§ **RECORDS PROVIDED**
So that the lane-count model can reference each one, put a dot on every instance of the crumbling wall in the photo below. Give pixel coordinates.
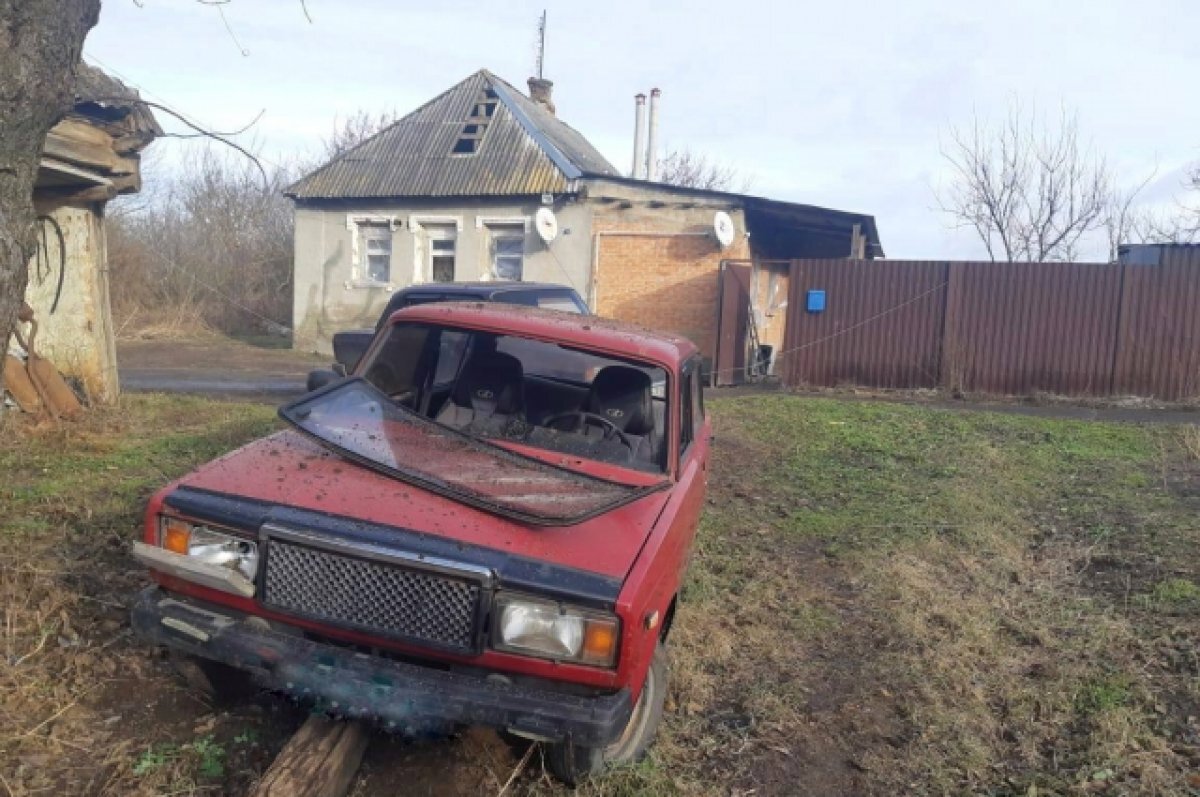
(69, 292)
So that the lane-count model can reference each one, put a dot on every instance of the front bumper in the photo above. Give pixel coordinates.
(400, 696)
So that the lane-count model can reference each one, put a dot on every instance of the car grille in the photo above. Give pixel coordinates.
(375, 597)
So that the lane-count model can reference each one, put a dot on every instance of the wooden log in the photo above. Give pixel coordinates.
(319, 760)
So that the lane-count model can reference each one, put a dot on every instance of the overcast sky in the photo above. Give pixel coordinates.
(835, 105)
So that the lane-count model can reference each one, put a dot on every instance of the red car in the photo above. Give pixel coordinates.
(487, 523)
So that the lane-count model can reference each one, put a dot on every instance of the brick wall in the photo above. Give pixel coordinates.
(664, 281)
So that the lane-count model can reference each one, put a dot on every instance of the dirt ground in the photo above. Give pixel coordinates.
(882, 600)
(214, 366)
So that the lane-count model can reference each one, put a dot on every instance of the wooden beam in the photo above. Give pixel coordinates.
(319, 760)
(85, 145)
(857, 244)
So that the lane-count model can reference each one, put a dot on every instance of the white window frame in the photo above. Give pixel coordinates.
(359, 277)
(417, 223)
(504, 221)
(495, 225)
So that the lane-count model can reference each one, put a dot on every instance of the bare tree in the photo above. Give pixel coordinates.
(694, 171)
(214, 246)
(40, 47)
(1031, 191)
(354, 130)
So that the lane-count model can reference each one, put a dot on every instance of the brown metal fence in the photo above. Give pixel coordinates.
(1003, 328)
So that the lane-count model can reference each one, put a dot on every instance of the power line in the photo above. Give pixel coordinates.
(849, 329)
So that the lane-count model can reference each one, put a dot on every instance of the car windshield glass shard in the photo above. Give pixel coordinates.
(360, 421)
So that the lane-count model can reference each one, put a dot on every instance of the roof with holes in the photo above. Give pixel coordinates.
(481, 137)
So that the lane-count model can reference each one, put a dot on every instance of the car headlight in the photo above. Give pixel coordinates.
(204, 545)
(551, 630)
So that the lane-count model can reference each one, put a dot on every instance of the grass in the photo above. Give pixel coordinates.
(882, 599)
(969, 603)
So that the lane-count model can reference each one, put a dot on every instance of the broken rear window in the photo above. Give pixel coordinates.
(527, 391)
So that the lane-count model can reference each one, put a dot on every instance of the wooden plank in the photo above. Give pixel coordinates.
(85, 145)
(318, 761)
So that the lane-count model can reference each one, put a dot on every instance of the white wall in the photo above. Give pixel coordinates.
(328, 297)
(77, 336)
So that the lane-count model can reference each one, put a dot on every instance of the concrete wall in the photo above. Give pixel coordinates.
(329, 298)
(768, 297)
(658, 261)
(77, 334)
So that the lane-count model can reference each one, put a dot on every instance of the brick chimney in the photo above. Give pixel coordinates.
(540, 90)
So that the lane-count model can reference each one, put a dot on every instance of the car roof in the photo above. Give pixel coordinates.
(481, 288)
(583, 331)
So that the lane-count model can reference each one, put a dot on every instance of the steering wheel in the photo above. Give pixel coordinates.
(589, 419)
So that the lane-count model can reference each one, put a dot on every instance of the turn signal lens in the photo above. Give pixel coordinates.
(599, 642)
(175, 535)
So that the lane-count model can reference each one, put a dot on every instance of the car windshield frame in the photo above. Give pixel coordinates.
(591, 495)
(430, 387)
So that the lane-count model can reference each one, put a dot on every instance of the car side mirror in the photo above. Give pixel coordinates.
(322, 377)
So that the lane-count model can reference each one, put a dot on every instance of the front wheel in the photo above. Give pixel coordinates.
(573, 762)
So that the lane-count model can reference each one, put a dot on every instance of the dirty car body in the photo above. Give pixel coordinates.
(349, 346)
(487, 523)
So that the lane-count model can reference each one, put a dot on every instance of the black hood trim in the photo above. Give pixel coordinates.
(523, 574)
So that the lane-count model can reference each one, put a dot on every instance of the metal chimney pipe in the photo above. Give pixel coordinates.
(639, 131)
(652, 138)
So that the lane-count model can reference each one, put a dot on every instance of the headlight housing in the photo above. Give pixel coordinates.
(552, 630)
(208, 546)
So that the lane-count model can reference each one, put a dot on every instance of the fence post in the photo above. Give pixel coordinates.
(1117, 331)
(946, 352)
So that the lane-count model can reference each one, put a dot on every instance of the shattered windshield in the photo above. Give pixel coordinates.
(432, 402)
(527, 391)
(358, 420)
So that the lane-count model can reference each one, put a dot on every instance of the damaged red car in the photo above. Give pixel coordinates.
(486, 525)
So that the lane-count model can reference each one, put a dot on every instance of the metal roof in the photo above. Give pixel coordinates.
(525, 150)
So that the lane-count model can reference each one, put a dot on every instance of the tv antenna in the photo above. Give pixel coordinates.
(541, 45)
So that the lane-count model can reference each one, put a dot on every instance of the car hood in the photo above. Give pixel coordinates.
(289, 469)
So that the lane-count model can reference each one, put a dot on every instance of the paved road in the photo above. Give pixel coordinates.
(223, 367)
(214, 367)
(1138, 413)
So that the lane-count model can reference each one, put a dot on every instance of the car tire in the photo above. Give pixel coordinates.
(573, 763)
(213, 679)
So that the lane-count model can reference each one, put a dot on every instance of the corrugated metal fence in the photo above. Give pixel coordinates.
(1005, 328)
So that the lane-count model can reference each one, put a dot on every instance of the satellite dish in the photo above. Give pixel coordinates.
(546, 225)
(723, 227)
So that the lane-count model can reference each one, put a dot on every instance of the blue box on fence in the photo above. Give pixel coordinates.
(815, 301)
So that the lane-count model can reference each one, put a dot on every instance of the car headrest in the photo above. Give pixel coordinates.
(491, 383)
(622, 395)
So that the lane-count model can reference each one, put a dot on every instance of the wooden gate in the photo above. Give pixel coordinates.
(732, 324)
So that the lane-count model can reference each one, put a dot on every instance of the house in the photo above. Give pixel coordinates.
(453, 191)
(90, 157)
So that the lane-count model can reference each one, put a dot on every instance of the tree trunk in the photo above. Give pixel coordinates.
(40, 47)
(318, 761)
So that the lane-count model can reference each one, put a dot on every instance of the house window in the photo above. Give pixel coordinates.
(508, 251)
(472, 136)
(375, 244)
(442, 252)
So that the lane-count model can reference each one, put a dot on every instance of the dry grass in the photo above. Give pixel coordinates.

§ **EXERCISE BRIEF**
Before printing anything, remove the pictures; then print all the records exactly.

§ **RESPONSE FOR THIS EXERCISE**
So that the lane-count model can reference each one, put a dot on every instance of the crumbling wall in the photo below. Give pixel coordinates.
(69, 292)
So that the lane-count model can reference each one, put a dot on every instance of the front bumper in the photo above. Give pixel coordinates.
(400, 696)
So that the lane-count model can reference each one, put a dot on every instance of the car grille in the photo above. Give pixel coordinates.
(375, 597)
So that the lane-count model can reference each one, put a dot on every instance of the wooden log in the photo above. Give pixel coordinates.
(319, 760)
So that the lane-count model can reference each one, put a dot on every instance of the overcast sky in the photo above. Give pixel coordinates.
(835, 105)
So that the lane-count model can reference each one, put a dot on every instance of the red car in the photo above. Give pixel coordinates.
(487, 523)
So that the lane-count model can reference each one, put a dot on every instance of the brick wall in the photo above. Give pixel coordinates.
(664, 281)
So that the lane-count model can reference each one, put a dot on every instance of the dirt ground in the photo above. Give pixel coordinates.
(882, 600)
(214, 366)
So that the lane-count model can reference each one, put a dot on every instance of the wooden beam in the photo above. Give pixel coordinates.
(319, 760)
(85, 145)
(857, 244)
So that the lane-count model can reference each one, put a dot on every instance of the white window frame in the photo above. Give pixel coordinates.
(359, 277)
(417, 223)
(504, 221)
(495, 225)
So that the lane-count model can reference each one, put a dot on every instance of the bare tree in the photo above. Give pixel coordinates.
(694, 171)
(214, 246)
(40, 47)
(1031, 191)
(354, 130)
So that the lane-count model can reference each one, put a dot on every instance of the brown metal fence in the photo above. Give pixel coordinates.
(1003, 328)
So that the lane-count model can reference each one, put a dot on every instance of the power line in the photo above. Give pixel coordinates.
(849, 329)
So that the lane-count model can reference each one, put a dot on every instance of the car windshield glass shard in the photo above. Give pixel coordinates.
(360, 421)
So that the lane-count model can reference each one, put a dot on every instance of the roof with holes in the photo above. Give pixel coordinates.
(481, 137)
So that the lane-count model can reference each one, put a dot on every instance of the car headlight in the photo above. Give pixel coordinates.
(204, 545)
(551, 630)
So that the lane-count model can reference each one, put a dot on every instance of the grass in the photo above. Give pixel coordinates.
(882, 599)
(969, 603)
So that the lane-count model can reference each one, put a dot on every instance of the broken rear window in the photo above. Give pixel coordinates.
(527, 391)
So that the lane-count model can reference each one, put a dot on every instance of the wooden plank in the photo above. Give pixel coordinates.
(85, 145)
(318, 761)
So that the lane-count model can reference each one, put a dot on every instance of the white wall in the photo above. Give pixel coordinates.
(328, 297)
(77, 336)
So that the lane-count model can reference each one, put a dot on every instance of the concrete wall in the photo above. Give pixel coordinates.
(329, 298)
(768, 297)
(658, 261)
(77, 334)
So that the lane-count model can reference each one, put a dot on every instance of the brick chimney in the photo above. Give pixel coordinates.
(540, 90)
So that the lane-count model can reference each one, put a dot on every instance of the car roof in the photo above. Give pixel coordinates.
(481, 288)
(583, 331)
So that the lane-count model can reference each one, put a dot on every instance of the steering wheel in the photo above. Give pixel coordinates.
(589, 419)
So that the lane-count model can reference each one, put a dot on every instance of the turn signal lens in the photo above. Give pixel coordinates.
(599, 642)
(175, 535)
So that the lane-count model can reference each one, put a dot on every instance of the car windshield frame in the photo above. Give pixel coordinates.
(591, 495)
(430, 387)
So that the lane-count model can reference each one, put a dot on every instance of the car side mirror in the photo above. Give pixel coordinates.
(322, 377)
So that the lane-count model can reference each one, put a dot on every instance of the front wheel in the photo above. Give pixel coordinates.
(573, 762)
So that the lane-count model can reference each one, put a dot on every instance of the dirty car body in the photo above. Give pixel coordinates.
(349, 346)
(487, 523)
So that the lane-count model can reference each one, put a dot on every instance of the black hood trim in the photo above. Give pixel coordinates.
(523, 574)
So that the lane-count model can reference each one, put a dot on every instance of the metal chimney pipe in the photo above. Give pixel coordinates.
(639, 131)
(652, 138)
So that the lane-count model can reference each one, put a dot on every instance of the headlight housing in the photo above. Give pixel coordinates.
(552, 630)
(208, 546)
So that the lane-count model can reference each one, put a dot on every instance of the fence post in the photo above. Give pixel coordinates.
(1117, 331)
(946, 352)
So that the lane-count model can reference each one, put a dot on every instance of the shattered windshield in the photo above. Give pixel coordinates.
(432, 402)
(527, 391)
(358, 420)
So that the lane-count model can reference each one, put a dot on every instance of the damaged red car in the photo above. Give pixel coordinates.
(486, 525)
So that the lane-count model can reference each one, put a dot on every instance of the metal roof in the photo above. Give pixel coordinates.
(525, 150)
So that the lane-count model can reference each one, put a dot on every instance of the tv antenna in the photo above. Give pixel coordinates.
(541, 45)
So that the lane-count model can reference each one, put a dot on every instance of the car hood in the photo above. Give pixel coordinates.
(289, 469)
So that the lane-count model can reference each one, put a dot on every instance of the paved road in the photo above. Give pixel coordinates.
(223, 367)
(214, 367)
(1138, 413)
So that the lane-count model can reference each one, put a dot on every instance of the car tire in the photo above. Give pixel coordinates.
(573, 763)
(213, 679)
So that the lane-count model can reference each one, put a dot on every instance of the corrugated metal fence in the photo above. Give pixel coordinates.
(1005, 328)
So that the lane-count model can reference each one, put a dot on every instance of the satellite dish in the photo above. Give pixel coordinates.
(546, 225)
(723, 227)
So that the lane-count model can reference each one, put a dot on every instance of the blue box on fence in the photo above. Give pixel coordinates.
(815, 301)
So that the lane-count model can reference each one, put a dot on every instance of the car headrest in the photo above. Give pixel coordinates.
(491, 383)
(622, 395)
So that the lane-count model can reference each one, put a dot on every instance of the wooden gate in the photo above. Give pixel coordinates.
(732, 324)
So that the lane-count model can reference each one, put a dot on every instance of the house in the photo above. Give pixel coordinates.
(453, 191)
(90, 157)
So that the lane-count model can reference each one, put a dot on every instance of the tree trunk in the photo above. Give pixel coordinates.
(40, 47)
(318, 761)
So that the lane-count model can reference each one, put a dot on every instance of the house window in the photo above. Give pixel coordinates.
(508, 251)
(472, 136)
(375, 244)
(442, 252)
So that the lane-count model can reference each one, put a dot on every instance of the dry grass in the photo above. Give pixel coordinates.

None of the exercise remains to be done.